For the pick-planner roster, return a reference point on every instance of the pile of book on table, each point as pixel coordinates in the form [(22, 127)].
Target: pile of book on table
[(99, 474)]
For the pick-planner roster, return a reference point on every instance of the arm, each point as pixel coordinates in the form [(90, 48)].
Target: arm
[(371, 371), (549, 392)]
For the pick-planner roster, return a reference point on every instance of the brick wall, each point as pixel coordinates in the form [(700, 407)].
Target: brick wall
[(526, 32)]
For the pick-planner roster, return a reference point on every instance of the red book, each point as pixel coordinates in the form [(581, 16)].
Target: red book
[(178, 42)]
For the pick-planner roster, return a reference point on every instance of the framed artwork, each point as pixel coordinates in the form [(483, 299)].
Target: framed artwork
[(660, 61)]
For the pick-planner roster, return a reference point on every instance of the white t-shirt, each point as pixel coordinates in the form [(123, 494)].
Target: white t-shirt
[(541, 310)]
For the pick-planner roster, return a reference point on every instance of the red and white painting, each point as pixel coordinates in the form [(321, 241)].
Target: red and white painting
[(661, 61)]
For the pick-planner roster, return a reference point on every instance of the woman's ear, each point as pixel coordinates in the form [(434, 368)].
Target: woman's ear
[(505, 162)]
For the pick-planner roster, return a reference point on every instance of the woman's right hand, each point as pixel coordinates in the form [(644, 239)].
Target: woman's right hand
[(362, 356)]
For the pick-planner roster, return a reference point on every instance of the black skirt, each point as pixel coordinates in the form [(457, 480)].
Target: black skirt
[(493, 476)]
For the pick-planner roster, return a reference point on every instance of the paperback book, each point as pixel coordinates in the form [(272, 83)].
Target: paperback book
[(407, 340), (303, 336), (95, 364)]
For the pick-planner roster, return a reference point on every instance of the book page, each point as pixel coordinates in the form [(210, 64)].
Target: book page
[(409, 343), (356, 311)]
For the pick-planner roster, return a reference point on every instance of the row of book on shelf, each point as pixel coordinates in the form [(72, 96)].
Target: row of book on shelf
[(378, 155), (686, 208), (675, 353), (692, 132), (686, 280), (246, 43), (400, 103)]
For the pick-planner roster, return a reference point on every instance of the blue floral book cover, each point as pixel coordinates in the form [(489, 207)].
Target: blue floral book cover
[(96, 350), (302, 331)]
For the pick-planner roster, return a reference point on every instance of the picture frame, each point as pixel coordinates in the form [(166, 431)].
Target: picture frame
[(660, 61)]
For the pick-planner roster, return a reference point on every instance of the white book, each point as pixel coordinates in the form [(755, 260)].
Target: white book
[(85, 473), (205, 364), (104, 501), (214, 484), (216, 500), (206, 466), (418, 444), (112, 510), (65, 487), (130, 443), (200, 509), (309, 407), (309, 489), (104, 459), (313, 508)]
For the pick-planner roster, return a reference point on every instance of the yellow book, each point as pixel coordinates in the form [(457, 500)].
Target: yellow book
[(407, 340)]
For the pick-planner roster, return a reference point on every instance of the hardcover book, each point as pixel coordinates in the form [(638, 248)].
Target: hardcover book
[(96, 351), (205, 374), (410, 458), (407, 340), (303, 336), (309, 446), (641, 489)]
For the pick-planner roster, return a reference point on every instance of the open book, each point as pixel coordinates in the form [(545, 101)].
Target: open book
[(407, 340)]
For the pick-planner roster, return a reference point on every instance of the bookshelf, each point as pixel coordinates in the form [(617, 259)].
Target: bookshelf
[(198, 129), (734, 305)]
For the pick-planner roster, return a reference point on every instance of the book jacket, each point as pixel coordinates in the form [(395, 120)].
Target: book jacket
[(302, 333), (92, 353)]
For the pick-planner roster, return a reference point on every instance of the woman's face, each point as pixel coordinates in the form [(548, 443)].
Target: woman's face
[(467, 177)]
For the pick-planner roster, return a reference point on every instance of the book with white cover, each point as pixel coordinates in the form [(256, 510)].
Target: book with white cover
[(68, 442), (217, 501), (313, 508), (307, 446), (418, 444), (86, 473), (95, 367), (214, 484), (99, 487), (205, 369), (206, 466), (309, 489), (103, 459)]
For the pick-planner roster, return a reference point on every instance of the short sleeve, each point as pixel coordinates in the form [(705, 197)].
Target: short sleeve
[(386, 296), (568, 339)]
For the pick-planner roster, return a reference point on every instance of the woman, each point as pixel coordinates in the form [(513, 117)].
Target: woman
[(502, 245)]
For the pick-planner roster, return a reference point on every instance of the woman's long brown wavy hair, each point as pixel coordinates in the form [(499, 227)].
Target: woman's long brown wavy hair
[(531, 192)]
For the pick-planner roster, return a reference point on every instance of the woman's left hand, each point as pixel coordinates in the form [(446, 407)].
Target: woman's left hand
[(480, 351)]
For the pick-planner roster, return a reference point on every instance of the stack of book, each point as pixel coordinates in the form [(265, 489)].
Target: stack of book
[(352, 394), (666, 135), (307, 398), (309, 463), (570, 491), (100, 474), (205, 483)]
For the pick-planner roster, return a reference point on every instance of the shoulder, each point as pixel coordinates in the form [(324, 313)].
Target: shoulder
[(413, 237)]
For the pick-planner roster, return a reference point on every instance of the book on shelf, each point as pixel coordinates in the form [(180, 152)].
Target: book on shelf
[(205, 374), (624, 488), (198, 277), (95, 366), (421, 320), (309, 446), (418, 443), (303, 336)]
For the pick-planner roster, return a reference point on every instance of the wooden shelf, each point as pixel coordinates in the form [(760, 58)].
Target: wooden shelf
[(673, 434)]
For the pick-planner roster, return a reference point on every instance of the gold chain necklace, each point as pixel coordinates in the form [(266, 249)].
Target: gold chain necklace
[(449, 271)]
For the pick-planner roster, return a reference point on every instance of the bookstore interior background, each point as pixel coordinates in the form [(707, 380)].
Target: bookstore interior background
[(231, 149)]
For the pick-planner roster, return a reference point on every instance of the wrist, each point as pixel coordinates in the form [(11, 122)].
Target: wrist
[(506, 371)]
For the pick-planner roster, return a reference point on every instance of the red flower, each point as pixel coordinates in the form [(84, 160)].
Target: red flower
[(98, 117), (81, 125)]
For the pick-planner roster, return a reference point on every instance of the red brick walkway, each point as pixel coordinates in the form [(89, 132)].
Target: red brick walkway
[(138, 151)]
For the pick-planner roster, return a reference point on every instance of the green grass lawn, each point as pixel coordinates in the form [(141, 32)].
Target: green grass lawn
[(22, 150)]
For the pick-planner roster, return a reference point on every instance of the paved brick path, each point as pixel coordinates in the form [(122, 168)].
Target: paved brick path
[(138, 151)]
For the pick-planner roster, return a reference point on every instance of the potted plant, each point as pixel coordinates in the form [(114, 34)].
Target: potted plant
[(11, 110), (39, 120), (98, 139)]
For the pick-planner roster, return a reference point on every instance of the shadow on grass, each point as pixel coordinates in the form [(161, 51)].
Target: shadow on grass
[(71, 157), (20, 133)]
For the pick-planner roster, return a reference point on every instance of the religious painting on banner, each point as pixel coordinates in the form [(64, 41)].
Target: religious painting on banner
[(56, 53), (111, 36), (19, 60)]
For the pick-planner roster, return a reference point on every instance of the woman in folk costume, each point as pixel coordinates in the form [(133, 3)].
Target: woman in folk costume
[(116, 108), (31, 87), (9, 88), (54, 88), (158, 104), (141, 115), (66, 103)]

**Directive**.
Reproduce every one of the entries above, word for word and in the same order, with no changes.

**The reply**.
For the pick-planner roster, return a reference point on every instance of the pile of book on table, each point as pixel coordinates in the form [(22, 127)].
Target: pile of book on table
[(99, 474)]
For the pick-planner roster, return a reference point on every instance of the arm, each point as pixel coordinates in the form [(90, 48)].
Target: arm
[(371, 371), (549, 392)]
For the pick-planner roster, return a reference point on every instance of the brick wall, each point as pixel coordinates in the form [(700, 407)].
Target: brick wall
[(526, 32)]
For the pick-planner roster, return a reference point on every instance of the red book, each point as pixel coordinates in the form [(581, 16)].
Target: red book
[(178, 42)]
For the pick-planner roster, return a reference point on every instance of the framed artwork, each point as pixel coordinates in the form [(483, 299)].
Target: framed artwork
[(660, 61)]
For the pick-planner roster, return a reference point on every instance of the white t-shirt, each point as pixel coordinates in the form [(123, 494)].
Target: white t-shirt
[(541, 310)]
For the pick-planner roster, return a reference point on every instance of the red and white painting, each point as pixel coordinates in the form [(321, 241)].
Target: red and white painting
[(661, 61)]
For the pick-planner roster, return a reference point on every instance of the woman's ear, each point as pixel coordinates in the form [(434, 368)].
Target: woman's ear
[(505, 162)]
For the pick-planner roster, return a reference point on every instance of the woman's right hand, each point as pixel coordinates in the form [(644, 239)].
Target: woman's right hand
[(362, 356)]
For the pick-planner roster, return a reference point on every instance of the black skirt, each point as pixel coordinates in the form [(457, 480)].
Target: black skirt
[(493, 476)]
For the pick-planner roster, return a reference point on every instance of the paperback book, each point as pixel coordinates in the form [(272, 83)].
Target: paperback book
[(407, 340), (303, 336), (95, 364)]
For the pick-planner roster, return a reference point on every instance of the book page, each point as pixel coordinates in the form [(210, 64)].
Target: book page
[(409, 343), (356, 311)]
For the pick-planner roster, return a reference point on every instance of the row of book on shelf, each point as pixel coordinates in the form [(72, 96)].
Target: row of book on shelf
[(378, 155), (686, 208), (675, 353), (692, 132), (686, 280), (246, 43), (400, 103)]
For the pick-planner roster, return a reference point on every instance of the blue floral book cover, each point as pixel coordinates in the form [(489, 207)].
Target: blue floral book cover
[(96, 350), (302, 331)]
For the pick-planner roster, return a reference point on every instance of the picture frame, each point as pixel coordinates in the form [(166, 431)].
Target: picture frame
[(660, 61)]
For the pick-planner roster, return a reference point on every instance of the white book, each point as pixel coordinates in the form [(755, 260)].
Target: white book
[(85, 473), (205, 364), (104, 501), (214, 484), (216, 500), (206, 466), (418, 444), (112, 510), (65, 487), (130, 443), (200, 509), (309, 407), (309, 489), (104, 459), (313, 508)]
For the pick-planner roster, return a reference point on every instance of the yellow book, each point as pixel coordinates in the form [(457, 500)].
Target: yellow book
[(407, 340)]
For the pick-planner roster, return a reference point on every instance of the hardcover book, each point as pixel coordinates in the form [(638, 248)].
Target: hardcover book
[(96, 351), (205, 374), (410, 458), (407, 340), (303, 336), (309, 446), (641, 489)]
For the pick-planner roster, return a reference point on every instance of the open book, each point as pixel coordinates in the form [(545, 101)].
Target: open book
[(407, 340)]
For the pick-planner roster, return a reference point on every instance of the bookshelf, each point as pixel coordinates in the form [(617, 259)].
Target: bookshelf
[(198, 129), (734, 305)]
For the pick-planner roster, return a reference point on every instance of the book jacket, each point as pixel coordinates in the form [(395, 120)].
Target: book jacket
[(302, 333), (92, 353)]
For the pick-planner roster, return a reference point on every instance of the woman's face, each point as pixel coordinates in the form [(548, 443)].
Target: woman's face
[(467, 177)]
For the pick-planner roster, return a reference point on every instance of the book with white cover, each point as pixel coordinates in the form [(256, 510)].
Target: book with white cover
[(68, 442), (217, 501), (313, 508), (307, 446), (418, 444), (86, 473), (95, 367), (214, 484), (99, 487), (205, 369), (206, 466), (309, 489), (103, 459)]
For the pick-planner roster, return a reference point on every instance of the short sleeve, each point as pixel coordinates in the form [(705, 197)].
Target: short sleeve
[(386, 296), (568, 339)]
For the pick-planner roster, return a reference point on every instance of the woman, each point as pixel coordinates in the form [(513, 117)].
Target: woman
[(502, 245)]
For the pick-planner roster, return a reference point on every instance of the woman's long brown wavy hair, each point as pixel coordinates in the form [(499, 227)].
Target: woman's long brown wavy hair
[(531, 192)]
For the pick-planner roster, return a reference point on every instance of the woman's left hand, each point as pixel coordinates in the form [(446, 407)].
Target: woman's left hand
[(480, 351)]
For the pick-planner roster, return a reference point on every instance of the stack of book, each point as pixel coordinates in the form [(265, 489)].
Target: stack of book
[(352, 394), (666, 135), (307, 398), (309, 463), (570, 491), (100, 474), (205, 483)]
For the pick-planner roster, return a reference point on every instance of the shoulder, each point as pixel coordinates in the form [(324, 313)].
Target: shoulder
[(413, 237)]
For the pick-planner roster, return a reference point on every instance of the book on shelf, each point as pixel coordinates in the form [(180, 152)].
Target: book on shelf
[(205, 374), (624, 488), (198, 277), (95, 366), (421, 320), (309, 446), (418, 443), (303, 336)]
For the pick-planner roster, return a reference point on every instance of the wooden shelf, each point as pixel coordinates in the form [(760, 58)].
Target: wooden shelf
[(673, 434)]
For the pick-planner roster, return a reference point on every instance of the gold chain necklace, each point as pixel coordinates in the form [(266, 249)].
Target: gold chain necklace
[(449, 271)]
For the pick-planner roster, return a reference point on every instance of the bookstore interior background, each point as pixel coordinates in the form [(707, 380)].
Target: bookstore interior background
[(231, 149)]
For the pick-planner roster, return a reference point on every instance of the wrist, each point as pixel coordinates in the form [(11, 122)].
Target: wrist
[(506, 371)]
For the pick-planner roster, return a reference point on every instance of the red flower, each point as pixel coordinates in the form [(84, 160)].
Target: red flower
[(98, 117), (81, 125)]
For the pick-planner roster, return a reference point on every instance of the red brick walkway, each point as pixel coordinates in the form [(89, 132)].
Target: red brick walkway
[(138, 151)]
For the pick-planner roster, return a reference point on every instance of the green grass lawn, each point as pixel coordinates in the form [(141, 32)].
Target: green grass lawn
[(22, 150)]
For the pick-planner roster, return a reference point on every instance of the paved brick path, each point as pixel coordinates in the form [(122, 168)].
Target: paved brick path
[(138, 151)]
For the pick-planner roster, return a reference point on every instance of the potted plant, each point as pixel coordinates in the form [(114, 34)].
Target: potted plant
[(11, 110), (39, 120), (98, 139)]
For the pick-planner roster, return a reference point on every instance of the shadow on grass, each point as pixel coordinates in the form [(161, 51)].
Target: shadow on grass
[(71, 157), (20, 133)]
For the pick-planner roster, return a reference point on every instance of the religious painting on banner, each point as pixel coordinates in the form [(64, 41)].
Target: religious painting on banner
[(56, 53), (111, 36), (19, 60)]
For the pick-planner roster, return a reference point on every instance of the woman in folk costume, each point as pixel coordinates in the form [(133, 3)].
Target: woman in folk costume
[(116, 108), (31, 87), (9, 88), (54, 88), (158, 104), (141, 115), (66, 103)]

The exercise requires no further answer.